Data provided.
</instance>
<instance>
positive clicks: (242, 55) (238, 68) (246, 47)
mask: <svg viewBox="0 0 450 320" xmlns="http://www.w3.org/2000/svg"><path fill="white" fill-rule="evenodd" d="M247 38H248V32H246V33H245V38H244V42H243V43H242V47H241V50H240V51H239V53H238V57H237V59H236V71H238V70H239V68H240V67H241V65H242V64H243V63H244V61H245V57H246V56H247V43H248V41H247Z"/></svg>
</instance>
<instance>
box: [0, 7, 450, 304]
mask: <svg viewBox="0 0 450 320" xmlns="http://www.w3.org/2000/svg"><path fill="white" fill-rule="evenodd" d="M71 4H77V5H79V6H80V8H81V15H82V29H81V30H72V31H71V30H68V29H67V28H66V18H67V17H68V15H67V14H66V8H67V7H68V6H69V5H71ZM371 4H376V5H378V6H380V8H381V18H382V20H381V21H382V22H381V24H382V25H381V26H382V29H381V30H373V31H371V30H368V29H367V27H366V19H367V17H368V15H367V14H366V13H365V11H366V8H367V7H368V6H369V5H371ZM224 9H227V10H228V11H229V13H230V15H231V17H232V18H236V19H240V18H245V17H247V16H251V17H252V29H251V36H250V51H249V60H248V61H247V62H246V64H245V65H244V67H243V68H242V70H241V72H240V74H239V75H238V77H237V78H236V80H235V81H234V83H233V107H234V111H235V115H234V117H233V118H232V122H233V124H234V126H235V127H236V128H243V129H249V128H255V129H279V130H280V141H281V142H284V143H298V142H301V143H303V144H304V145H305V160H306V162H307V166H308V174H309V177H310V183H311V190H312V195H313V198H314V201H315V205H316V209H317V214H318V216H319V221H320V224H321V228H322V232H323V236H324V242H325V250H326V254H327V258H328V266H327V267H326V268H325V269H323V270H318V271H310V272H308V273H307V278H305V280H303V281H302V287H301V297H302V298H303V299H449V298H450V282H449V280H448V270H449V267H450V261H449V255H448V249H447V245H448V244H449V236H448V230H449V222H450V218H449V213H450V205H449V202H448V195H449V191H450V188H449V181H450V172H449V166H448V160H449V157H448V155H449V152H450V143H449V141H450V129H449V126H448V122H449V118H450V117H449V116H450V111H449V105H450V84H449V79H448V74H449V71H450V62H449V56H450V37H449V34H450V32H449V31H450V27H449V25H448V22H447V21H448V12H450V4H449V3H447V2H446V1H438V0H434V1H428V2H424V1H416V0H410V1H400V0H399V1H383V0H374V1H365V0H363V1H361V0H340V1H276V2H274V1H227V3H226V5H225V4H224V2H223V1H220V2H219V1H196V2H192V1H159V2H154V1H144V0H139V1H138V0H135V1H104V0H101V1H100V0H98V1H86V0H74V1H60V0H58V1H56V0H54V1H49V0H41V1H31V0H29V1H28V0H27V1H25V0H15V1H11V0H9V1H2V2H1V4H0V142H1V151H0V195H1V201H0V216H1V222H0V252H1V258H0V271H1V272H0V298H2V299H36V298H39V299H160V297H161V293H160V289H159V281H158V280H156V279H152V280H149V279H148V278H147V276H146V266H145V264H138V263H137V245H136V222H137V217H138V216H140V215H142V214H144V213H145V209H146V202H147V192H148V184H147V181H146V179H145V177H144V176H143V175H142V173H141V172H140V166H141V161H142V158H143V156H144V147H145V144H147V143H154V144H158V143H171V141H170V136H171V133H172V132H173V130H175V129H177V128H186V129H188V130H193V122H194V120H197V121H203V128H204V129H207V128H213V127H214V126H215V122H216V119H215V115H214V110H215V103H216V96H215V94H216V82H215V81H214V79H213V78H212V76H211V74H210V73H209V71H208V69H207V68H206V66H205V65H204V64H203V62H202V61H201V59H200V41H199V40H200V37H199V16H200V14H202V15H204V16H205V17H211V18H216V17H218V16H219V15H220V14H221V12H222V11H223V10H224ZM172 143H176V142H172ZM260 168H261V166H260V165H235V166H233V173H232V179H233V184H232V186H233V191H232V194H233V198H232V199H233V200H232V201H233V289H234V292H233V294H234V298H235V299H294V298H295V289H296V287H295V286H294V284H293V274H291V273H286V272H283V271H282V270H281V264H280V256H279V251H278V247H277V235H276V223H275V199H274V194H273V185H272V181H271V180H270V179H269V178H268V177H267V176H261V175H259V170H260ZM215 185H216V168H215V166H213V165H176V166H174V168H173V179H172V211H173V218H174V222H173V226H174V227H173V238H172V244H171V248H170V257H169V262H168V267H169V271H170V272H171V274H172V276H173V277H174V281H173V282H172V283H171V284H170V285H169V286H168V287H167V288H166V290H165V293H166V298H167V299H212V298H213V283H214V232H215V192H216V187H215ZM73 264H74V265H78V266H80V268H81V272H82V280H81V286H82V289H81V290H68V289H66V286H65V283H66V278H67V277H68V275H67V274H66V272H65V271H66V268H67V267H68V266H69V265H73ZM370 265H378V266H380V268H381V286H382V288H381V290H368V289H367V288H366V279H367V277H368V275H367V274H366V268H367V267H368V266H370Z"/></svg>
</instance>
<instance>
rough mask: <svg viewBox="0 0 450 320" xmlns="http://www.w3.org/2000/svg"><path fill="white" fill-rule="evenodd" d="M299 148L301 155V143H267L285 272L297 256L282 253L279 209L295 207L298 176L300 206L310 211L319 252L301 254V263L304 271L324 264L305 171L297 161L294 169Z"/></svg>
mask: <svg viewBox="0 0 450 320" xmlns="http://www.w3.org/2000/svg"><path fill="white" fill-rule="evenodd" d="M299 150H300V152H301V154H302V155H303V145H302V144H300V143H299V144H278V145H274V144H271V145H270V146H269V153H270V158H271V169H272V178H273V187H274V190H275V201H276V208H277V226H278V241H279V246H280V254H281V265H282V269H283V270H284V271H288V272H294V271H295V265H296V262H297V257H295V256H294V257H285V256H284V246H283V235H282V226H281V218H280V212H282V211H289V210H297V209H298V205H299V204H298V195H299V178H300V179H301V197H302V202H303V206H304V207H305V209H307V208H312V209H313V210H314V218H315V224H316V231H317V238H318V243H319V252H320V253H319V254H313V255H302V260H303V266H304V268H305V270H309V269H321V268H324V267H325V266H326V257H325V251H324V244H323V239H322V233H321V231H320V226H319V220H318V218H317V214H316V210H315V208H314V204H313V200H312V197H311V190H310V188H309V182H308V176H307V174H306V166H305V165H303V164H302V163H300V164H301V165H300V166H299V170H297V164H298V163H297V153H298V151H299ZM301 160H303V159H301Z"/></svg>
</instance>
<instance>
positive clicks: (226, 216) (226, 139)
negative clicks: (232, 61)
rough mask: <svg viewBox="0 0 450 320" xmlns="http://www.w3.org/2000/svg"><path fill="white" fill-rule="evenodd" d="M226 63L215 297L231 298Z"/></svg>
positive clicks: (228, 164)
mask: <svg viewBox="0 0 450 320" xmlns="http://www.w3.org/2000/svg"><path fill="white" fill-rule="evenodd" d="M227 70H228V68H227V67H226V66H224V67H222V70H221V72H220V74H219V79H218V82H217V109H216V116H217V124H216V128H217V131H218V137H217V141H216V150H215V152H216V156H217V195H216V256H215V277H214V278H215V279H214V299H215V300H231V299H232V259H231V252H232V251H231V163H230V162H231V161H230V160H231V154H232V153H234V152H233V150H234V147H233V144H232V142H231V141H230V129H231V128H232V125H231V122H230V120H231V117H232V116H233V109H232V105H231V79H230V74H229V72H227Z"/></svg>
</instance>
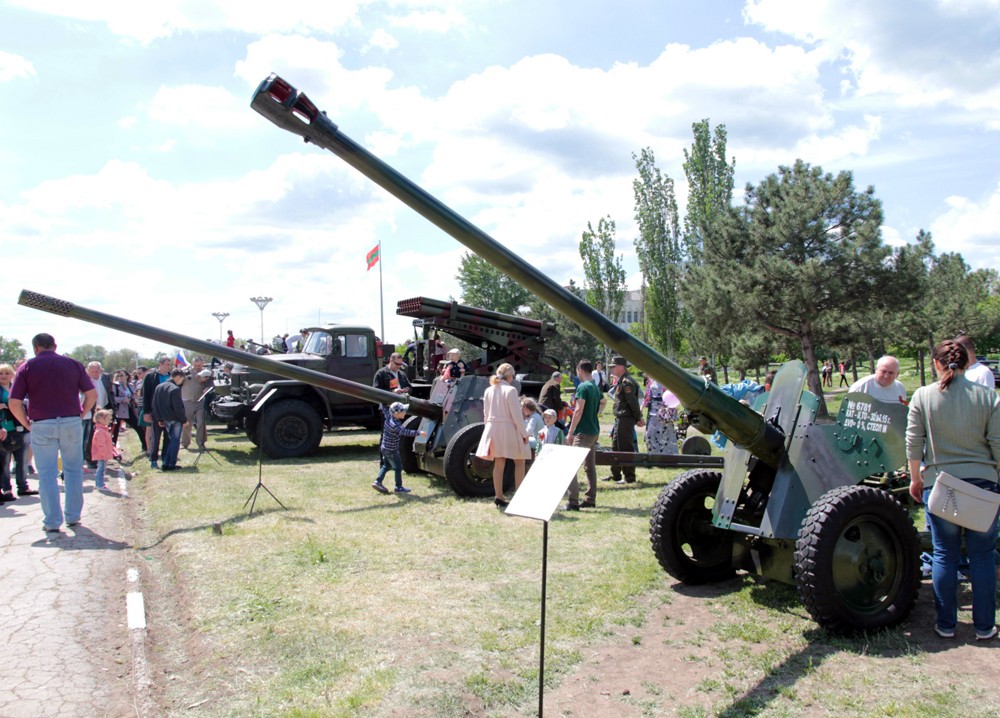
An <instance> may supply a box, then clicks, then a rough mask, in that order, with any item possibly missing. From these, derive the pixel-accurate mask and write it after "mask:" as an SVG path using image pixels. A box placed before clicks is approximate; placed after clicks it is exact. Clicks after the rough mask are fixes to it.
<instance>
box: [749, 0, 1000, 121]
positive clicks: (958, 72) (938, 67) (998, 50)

Exercise details.
Repeat every record above exactly, but drop the pictures.

Solution to the problem.
</instance>
<instance>
positive clicks: (242, 55) (238, 68) (246, 47)
mask: <svg viewBox="0 0 450 320" xmlns="http://www.w3.org/2000/svg"><path fill="white" fill-rule="evenodd" d="M247 38H248V32H246V33H245V38H244V42H243V43H242V47H241V50H240V51H239V53H238V57H237V59H236V71H238V70H239V68H240V67H241V65H242V64H243V63H244V61H245V57H246V56H247V43H248V41H247Z"/></svg>
</instance>
<instance>
box: [0, 7, 450, 304]
mask: <svg viewBox="0 0 450 320" xmlns="http://www.w3.org/2000/svg"><path fill="white" fill-rule="evenodd" d="M71 4H77V5H79V6H80V8H81V15H82V29H81V30H72V31H71V30H68V29H67V28H66V18H67V17H68V15H67V14H66V8H67V7H68V6H69V5H71ZM371 4H376V5H378V6H380V8H381V18H382V20H381V21H382V22H381V24H382V25H381V26H382V29H381V30H373V31H371V30H368V29H367V27H366V19H367V17H368V15H367V14H366V13H365V11H366V8H367V7H368V6H369V5H371ZM224 9H227V10H228V11H229V13H230V15H231V17H232V18H236V19H240V18H245V17H247V16H251V17H252V29H251V36H250V51H249V60H248V61H247V62H246V64H245V65H244V67H243V68H242V70H241V72H240V74H239V75H238V77H237V78H236V80H235V81H234V83H233V107H234V111H235V115H234V117H233V118H232V122H233V124H234V126H235V127H236V128H243V129H249V128H255V129H279V130H280V141H281V142H284V143H298V142H301V143H303V144H304V145H305V160H306V162H307V166H308V174H309V177H310V183H311V190H312V195H313V198H314V201H315V205H316V209H317V214H318V216H319V221H320V224H321V228H322V232H323V236H324V242H325V250H326V254H327V258H328V266H327V267H326V268H325V269H323V270H318V271H310V272H308V273H307V278H305V280H303V281H302V287H301V297H302V298H303V299H449V298H450V282H449V280H448V270H449V267H450V261H449V255H448V249H447V245H448V244H449V236H448V230H449V222H450V218H449V213H450V205H449V202H448V195H449V191H450V188H449V181H450V172H449V166H448V160H449V157H448V155H449V152H450V143H449V141H450V129H449V126H448V122H449V118H450V117H449V116H450V111H449V105H450V84H449V79H448V74H449V71H450V62H449V56H450V37H449V34H450V32H449V31H450V27H449V25H448V22H447V21H448V12H450V4H449V3H447V2H446V1H438V0H434V1H428V2H424V1H416V0H410V1H400V0H399V1H383V0H374V1H365V0H363V1H361V0H340V1H276V2H274V1H227V3H226V5H225V4H224V2H223V1H220V2H219V1H196V2H192V1H159V2H154V1H144V0H139V1H138V0H135V1H104V0H101V1H100V0H98V1H86V0H74V1H60V0H58V1H56V0H54V1H49V0H41V1H31V0H29V1H28V0H27V1H25V0H15V1H11V0H9V1H2V2H1V4H0V142H1V151H0V195H1V201H0V216H1V222H0V252H1V258H0V271H1V272H0V298H2V299H36V298H39V299H160V297H161V293H160V289H159V281H158V280H156V279H152V280H149V279H148V278H147V276H146V266H145V264H138V263H137V245H136V222H137V217H138V216H140V215H142V214H144V213H145V209H146V202H147V192H148V184H147V181H146V179H145V177H144V176H143V175H142V173H141V172H140V166H141V161H142V158H143V156H144V147H145V144H147V143H154V144H158V143H171V141H170V136H171V133H172V132H173V130H175V129H177V128H186V129H188V130H193V122H194V120H197V121H203V128H204V129H207V128H213V127H214V126H215V122H216V119H215V115H214V110H215V103H216V96H215V94H216V82H215V81H214V79H213V78H212V76H211V74H210V73H209V71H208V69H207V68H206V66H205V65H204V64H203V62H202V61H201V59H200V41H199V40H200V37H199V16H200V14H202V15H204V16H205V17H211V18H216V17H218V16H219V15H220V14H221V12H222V11H223V10H224ZM172 143H176V142H172ZM260 168H261V166H260V165H235V166H233V173H232V179H233V184H232V186H233V191H232V194H233V198H232V199H233V200H232V201H233V289H234V292H233V294H234V298H235V299H294V298H295V289H296V287H295V286H294V284H293V274H291V273H286V272H283V271H282V270H281V264H280V256H279V251H278V247H277V235H276V223H275V199H274V194H273V185H272V181H271V180H270V179H269V178H268V177H267V176H261V175H259V170H260ZM215 185H216V168H215V166H213V165H176V166H174V168H173V179H172V211H173V218H174V222H173V226H174V227H173V238H172V244H171V248H170V257H169V262H168V267H169V271H170V272H171V274H172V276H173V277H174V281H173V282H172V283H171V284H170V285H169V286H168V287H167V288H166V290H165V293H166V298H167V299H212V298H213V283H214V232H215V192H216V187H215ZM73 264H74V265H78V266H80V268H81V272H82V280H81V286H82V289H81V290H68V289H66V286H65V283H66V278H67V277H68V275H67V274H66V272H65V271H66V268H67V267H68V266H69V265H73ZM370 265H378V266H380V268H381V286H382V288H381V290H368V289H367V288H366V279H367V277H368V275H367V274H366V268H367V267H368V266H370Z"/></svg>
</instance>
<instance>
rough mask: <svg viewBox="0 0 450 320" xmlns="http://www.w3.org/2000/svg"><path fill="white" fill-rule="evenodd" d="M299 148L301 155V143H267L285 272L297 256L282 253L279 209L295 207L298 176L300 206L310 211L319 252L301 254V263L304 271L324 264L305 171L297 161L294 169Z"/></svg>
mask: <svg viewBox="0 0 450 320" xmlns="http://www.w3.org/2000/svg"><path fill="white" fill-rule="evenodd" d="M299 150H300V152H301V154H302V155H303V145H302V144H300V143H299V144H278V145H274V144H271V145H270V146H269V153H270V158H271V169H272V178H273V187H274V190H275V201H276V208H277V226H278V241H279V246H280V254H281V265H282V269H283V270H284V271H288V272H294V271H295V265H296V262H297V257H295V256H294V257H285V256H284V246H283V235H282V226H281V218H280V212H282V211H289V210H297V209H298V205H299V204H298V195H299V178H300V179H301V197H302V202H303V206H304V207H305V209H307V208H312V209H313V210H314V218H315V224H316V231H317V238H318V243H319V252H320V253H319V254H313V255H302V260H303V266H304V268H305V270H309V269H321V268H324V267H325V266H326V257H325V251H324V244H323V239H322V233H321V231H320V226H319V220H318V218H317V214H316V210H315V208H314V204H313V200H312V197H311V190H310V188H309V182H308V176H307V174H306V166H305V165H303V164H302V163H300V164H301V165H300V166H299V170H297V164H298V163H297V153H298V151H299ZM301 160H303V159H301Z"/></svg>
</instance>
<instance>
positive clicks: (226, 216) (226, 139)
negative clicks: (232, 61)
rough mask: <svg viewBox="0 0 450 320" xmlns="http://www.w3.org/2000/svg"><path fill="white" fill-rule="evenodd" d="M226 63L215 297L231 298Z"/></svg>
positive clicks: (228, 164)
mask: <svg viewBox="0 0 450 320" xmlns="http://www.w3.org/2000/svg"><path fill="white" fill-rule="evenodd" d="M227 70H228V68H227V67H226V66H224V67H222V70H221V72H220V74H219V79H218V82H217V109H216V116H217V124H216V128H217V131H218V137H217V141H216V150H215V152H216V156H217V195H216V256H215V277H214V278H215V279H214V299H215V300H231V299H232V259H231V252H232V251H231V163H230V162H231V161H230V160H231V154H232V153H234V152H233V150H234V147H233V144H232V142H231V141H230V129H231V128H232V125H231V122H230V120H231V117H232V116H233V109H232V105H231V79H230V74H229V72H227Z"/></svg>
</instance>
An <instance> may supply a box, then clicks, then a rough mask, in that order, with any item possibly missing. From these, derive the pixel-accurate mask and write it after "mask:" as an SVG path using image pixels. A box placed before clicks is approximate; placed after clicks it is exact. Clicks after the rough mask are fixes to it.
<instance>
box: [749, 0, 1000, 121]
positive clicks: (958, 72) (938, 67) (998, 50)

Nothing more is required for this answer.